• _TASK STATEMENT_:
Restate the lines exactly, starting at the line that contains "If it's not too much trouble, could you box the beard" and finishing with the final line of the records.

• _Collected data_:
'''

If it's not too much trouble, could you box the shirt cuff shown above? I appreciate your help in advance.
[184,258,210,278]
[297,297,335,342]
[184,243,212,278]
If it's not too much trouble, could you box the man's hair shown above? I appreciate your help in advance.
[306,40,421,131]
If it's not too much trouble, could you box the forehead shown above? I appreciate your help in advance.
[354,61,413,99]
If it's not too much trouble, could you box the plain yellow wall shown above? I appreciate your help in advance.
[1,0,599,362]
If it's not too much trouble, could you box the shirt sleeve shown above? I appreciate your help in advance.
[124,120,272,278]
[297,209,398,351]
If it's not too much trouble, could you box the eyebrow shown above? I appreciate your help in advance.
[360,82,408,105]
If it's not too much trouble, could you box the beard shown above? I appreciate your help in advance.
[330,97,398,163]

'''

• _RESPONSE TO THIS EXERCISE_:
If it's not too much trouble, could you box the beard shown above? I appreciate your help in advance.
[330,97,398,163]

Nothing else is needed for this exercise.